━━━━━ Document segment ━━━━━
Thursday, November 15, 2007


Armed Forces (Special Powers) Act -- AFSPA

The Armed Forces (Special Powers) Act of 1958 (AFSPA) is one of the heinous draconian legislations that the Indian Parliament has passed in its history. In a brief discussion that lasted for merely three hours in the Lok Sabha and for a paltry four hours in the Rajya Sabha, the Parliament approved the Armed Forces (Assam- Manipur) Special Powers Act with retrospective from 22 May 1958.

Under this Act, all security forces are given unrestricted and unaccounted power to carry out their operations, once an area is declared ‘disturbed’. Even a n

on-commissioned officer is granted the right to shoot to kill based on mere suspicion that it is necessary to do so in order to ‘maintain the public order’. Section 6 of the AFSPA provides them with absolute impunity for all atrocities committed under the AFSPA. A person wishing to file suit against a member of the armed forces for abuses under the AFSPA must first seek the permission of the central government. This basically vests complete impunity to the armed forces.

This Act gives a complete carte blanche to the security forces and not surprisingly it has been severely abused and misused in various conflict areas of northeastern India. For example in Kohima in 1995, the Rastriya Rifles mistook the sound of a tyre-tube burst from their own convoy as a bomb attack and began firing indiscriminately in the town. The firing lasted for more than one hour, resulting in the death of seven innocent civilians (including two girls aged 3 ½ and 8 years old), 22 were also seriously injured.

Similarly, special anti-terrorist legislations like POTA and Unlawful Activities (Prevention) Amendment Act, 2005 have created a politico-legal system that encourages abuse by security agencies. POTA was extensively abused to victimize the minorities and other marginalized sections of the society as is evident from its selective use against the accused persons in the Godhra case. At the time of its repeal, more than 500 cases of POTA were pending in Gujarat alone and all against religious minorities. It was also widely misused for political vendetta as demonstrated by the arrest of MDMK leader, Vaiko by the Tamil Nadu police on extremely flimsy grounds. It must also be noted that the cases registered under the Act subsist even after the repeal of the Act.
━━━━━
__Exercise task A__. In the AFSPA article, rewrite the stretch from "Thursday, November 15, 2007" through "22 May 1958.", replacing "Lok Sabha" with "lower house".
__Exercise task B__.
Does the AFSPA article support each statement below? Answer yes or no for each, quoting the words of the article that decide it.
(i) The discussion of the Act in the Lok Sabha lasted three hours.
(ii) The firing in Kohima in 1995 lasted less than half an hour.
(iii) More than 500 POTA cases were pending in Gujarat when the Act was repealed.
__Exercise task C__. According to the AFSPA article, which force opened fire in Kohima in 1995?
━━━━━ Dataset rows ━━━━━
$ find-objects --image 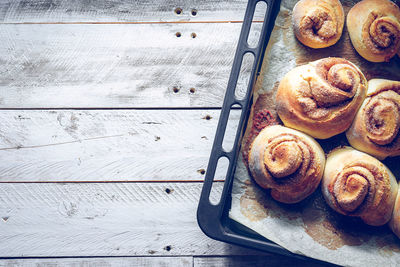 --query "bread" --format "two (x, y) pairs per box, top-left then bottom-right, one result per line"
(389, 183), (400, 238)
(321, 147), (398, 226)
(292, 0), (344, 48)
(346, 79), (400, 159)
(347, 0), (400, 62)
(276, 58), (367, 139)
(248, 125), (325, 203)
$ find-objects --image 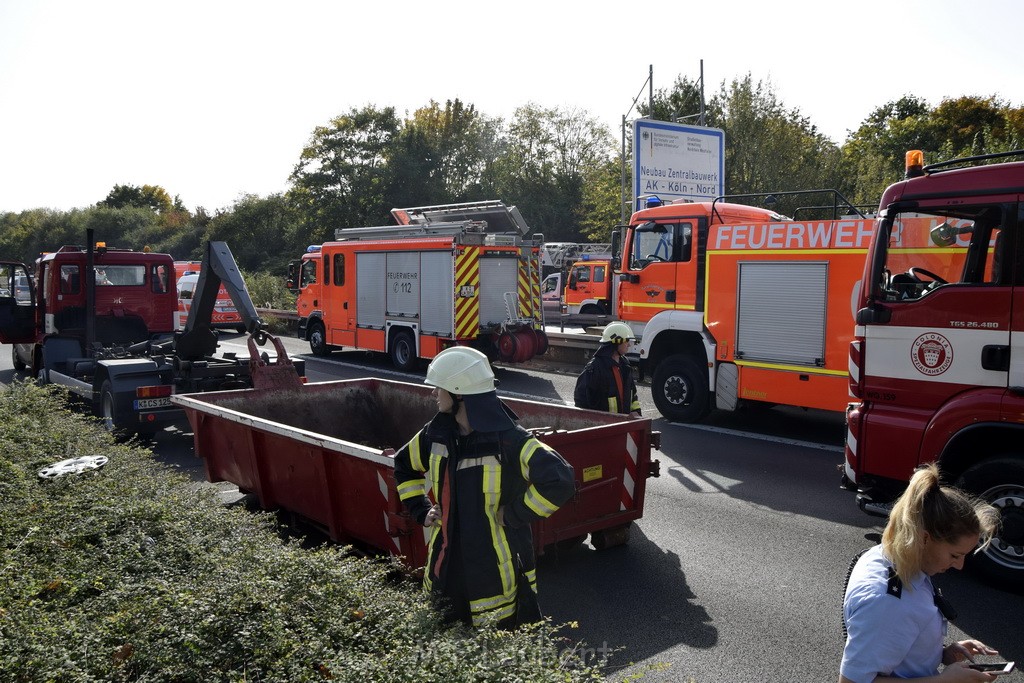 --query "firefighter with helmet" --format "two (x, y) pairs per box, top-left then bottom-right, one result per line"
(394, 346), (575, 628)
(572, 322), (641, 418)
━━━━━
__Final answer A__.
Thursday, November 15, 2007


Armed Forces (Special Powers) Act -- AFSPA

The Armed Forces (Special Powers) Act of 1958 (AFSPA) is one of the heinous draconian legislations that the Indian Parliament has passed in its history. In a brief discussion that lasted for merely three hours in the lower house and for a paltry four hours in the Rajya Sabha, the Parliament approved the Armed Forces (Assam- Manipur) Special Powers Act with retrospective from 22 May 1958.

__Final answer B__.
(i) Yes: "a brief discussion that lasted for merely three hours in the Lok Sabha"
(ii) No: "The firing lasted for more than one hour"
(iii) Yes: "At the time of its repeal, more than 500 cases of POTA were pending in Gujarat alone"

__Final answer C__. The Rastriya Rifles.